→ MATERIAL
□ □ □ □ □
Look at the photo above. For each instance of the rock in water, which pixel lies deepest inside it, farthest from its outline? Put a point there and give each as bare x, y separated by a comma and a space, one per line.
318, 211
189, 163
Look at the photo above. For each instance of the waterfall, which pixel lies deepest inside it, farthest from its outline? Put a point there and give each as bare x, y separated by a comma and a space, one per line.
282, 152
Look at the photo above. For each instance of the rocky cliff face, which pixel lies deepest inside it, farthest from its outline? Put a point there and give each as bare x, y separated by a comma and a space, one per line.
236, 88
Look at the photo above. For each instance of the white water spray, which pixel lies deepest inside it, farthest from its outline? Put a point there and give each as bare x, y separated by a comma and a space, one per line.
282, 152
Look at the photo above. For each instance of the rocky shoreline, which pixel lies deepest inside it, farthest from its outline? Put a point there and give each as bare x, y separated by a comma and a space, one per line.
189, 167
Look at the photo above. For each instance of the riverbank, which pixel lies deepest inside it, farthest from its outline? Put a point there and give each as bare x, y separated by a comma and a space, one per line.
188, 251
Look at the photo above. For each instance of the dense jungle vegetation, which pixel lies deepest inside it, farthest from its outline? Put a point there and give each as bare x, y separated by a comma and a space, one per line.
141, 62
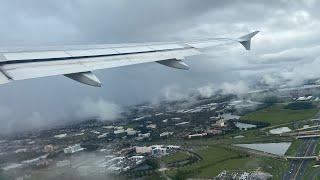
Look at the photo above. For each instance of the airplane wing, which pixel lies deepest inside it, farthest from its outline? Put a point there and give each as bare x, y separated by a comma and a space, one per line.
78, 62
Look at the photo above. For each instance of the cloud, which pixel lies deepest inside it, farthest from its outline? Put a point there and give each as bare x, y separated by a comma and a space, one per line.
100, 109
285, 52
234, 88
207, 91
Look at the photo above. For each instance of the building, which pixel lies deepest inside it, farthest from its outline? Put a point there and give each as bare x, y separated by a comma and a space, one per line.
73, 149
151, 126
221, 123
131, 132
146, 135
159, 151
119, 131
60, 136
197, 135
103, 135
182, 123
166, 134
143, 150
48, 148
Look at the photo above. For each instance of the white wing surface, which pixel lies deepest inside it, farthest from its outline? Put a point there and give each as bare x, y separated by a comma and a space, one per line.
78, 62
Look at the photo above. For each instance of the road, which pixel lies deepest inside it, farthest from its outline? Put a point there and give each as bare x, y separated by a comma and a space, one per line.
297, 168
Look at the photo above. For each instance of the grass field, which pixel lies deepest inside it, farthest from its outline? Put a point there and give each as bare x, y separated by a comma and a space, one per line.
212, 157
217, 159
277, 114
179, 156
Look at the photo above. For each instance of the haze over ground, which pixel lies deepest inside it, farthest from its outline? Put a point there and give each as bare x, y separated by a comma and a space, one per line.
285, 52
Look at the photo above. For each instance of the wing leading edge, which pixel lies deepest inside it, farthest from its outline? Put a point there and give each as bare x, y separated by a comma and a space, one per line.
77, 62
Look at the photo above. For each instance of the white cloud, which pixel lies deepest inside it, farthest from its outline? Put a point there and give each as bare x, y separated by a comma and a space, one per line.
100, 108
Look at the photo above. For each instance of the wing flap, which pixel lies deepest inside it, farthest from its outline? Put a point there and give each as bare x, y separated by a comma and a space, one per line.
78, 60
22, 71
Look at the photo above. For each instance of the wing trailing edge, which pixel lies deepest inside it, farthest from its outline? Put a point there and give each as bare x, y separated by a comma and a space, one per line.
174, 63
87, 78
246, 40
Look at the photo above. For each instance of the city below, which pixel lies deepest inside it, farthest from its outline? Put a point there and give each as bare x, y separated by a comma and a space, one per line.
265, 134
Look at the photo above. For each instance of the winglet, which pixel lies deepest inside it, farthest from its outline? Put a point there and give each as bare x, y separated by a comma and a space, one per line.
246, 39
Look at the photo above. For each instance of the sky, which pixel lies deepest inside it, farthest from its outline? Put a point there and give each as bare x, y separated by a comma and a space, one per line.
285, 52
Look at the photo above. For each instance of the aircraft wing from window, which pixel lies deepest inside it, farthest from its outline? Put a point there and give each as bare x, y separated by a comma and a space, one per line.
78, 62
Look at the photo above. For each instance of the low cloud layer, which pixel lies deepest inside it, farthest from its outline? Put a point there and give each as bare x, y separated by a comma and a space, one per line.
285, 52
99, 109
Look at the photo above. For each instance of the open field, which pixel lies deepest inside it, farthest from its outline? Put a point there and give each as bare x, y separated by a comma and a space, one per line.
277, 114
179, 156
216, 159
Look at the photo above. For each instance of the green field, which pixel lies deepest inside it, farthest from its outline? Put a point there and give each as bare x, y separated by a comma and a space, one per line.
179, 156
277, 114
216, 159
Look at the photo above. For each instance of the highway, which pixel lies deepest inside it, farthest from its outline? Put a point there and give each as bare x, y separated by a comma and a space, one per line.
297, 168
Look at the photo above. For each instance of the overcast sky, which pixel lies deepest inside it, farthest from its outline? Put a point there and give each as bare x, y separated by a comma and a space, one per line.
285, 52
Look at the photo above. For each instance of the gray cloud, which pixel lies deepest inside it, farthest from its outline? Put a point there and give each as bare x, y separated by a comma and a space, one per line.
285, 51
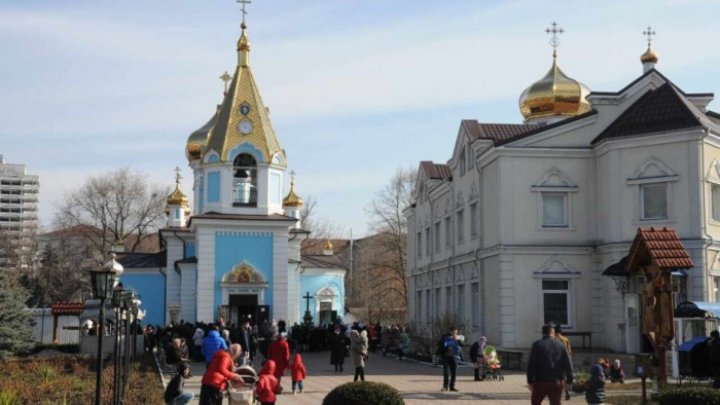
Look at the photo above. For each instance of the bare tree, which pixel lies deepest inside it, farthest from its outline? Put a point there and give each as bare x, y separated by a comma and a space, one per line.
387, 218
118, 204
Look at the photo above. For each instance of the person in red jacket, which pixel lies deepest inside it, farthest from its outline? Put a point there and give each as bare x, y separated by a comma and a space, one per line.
297, 373
267, 386
220, 370
279, 352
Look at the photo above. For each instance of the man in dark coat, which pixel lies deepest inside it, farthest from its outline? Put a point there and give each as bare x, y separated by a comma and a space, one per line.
339, 346
548, 366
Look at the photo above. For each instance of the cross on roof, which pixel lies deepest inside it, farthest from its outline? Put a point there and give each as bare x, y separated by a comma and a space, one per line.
554, 39
649, 34
178, 177
226, 79
244, 3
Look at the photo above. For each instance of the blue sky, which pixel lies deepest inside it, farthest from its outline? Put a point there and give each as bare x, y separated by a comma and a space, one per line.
355, 88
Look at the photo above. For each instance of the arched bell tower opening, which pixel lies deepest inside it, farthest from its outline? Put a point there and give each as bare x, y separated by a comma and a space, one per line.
245, 181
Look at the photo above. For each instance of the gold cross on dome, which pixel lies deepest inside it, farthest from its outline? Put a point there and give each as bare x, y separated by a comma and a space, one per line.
649, 34
226, 79
178, 177
244, 3
554, 39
□ □ □ □ □
→ WHAT THE EXERCISE ASKS
Copy out verbatim the lines starting at the one that contains "Look at the photo above. For each instance of the arched" and ending with the final line of the items above, both included.

→ RESULT OF THE EXERCISE
Look at the photo above. For each instance of the arched bell tower opening, which pixel lies deepest inside it, farthest from its outline? Put a point there and give each as bare x, y separated by a comma and a space, one per line.
245, 181
Look at the photo above. For each instance of the gold cross on dome, which pixel lies deepest inside it, farthest from its outline? Put a point there and give each as bare x, y separated by a comma and a space, one per line.
649, 34
226, 79
178, 177
244, 3
554, 39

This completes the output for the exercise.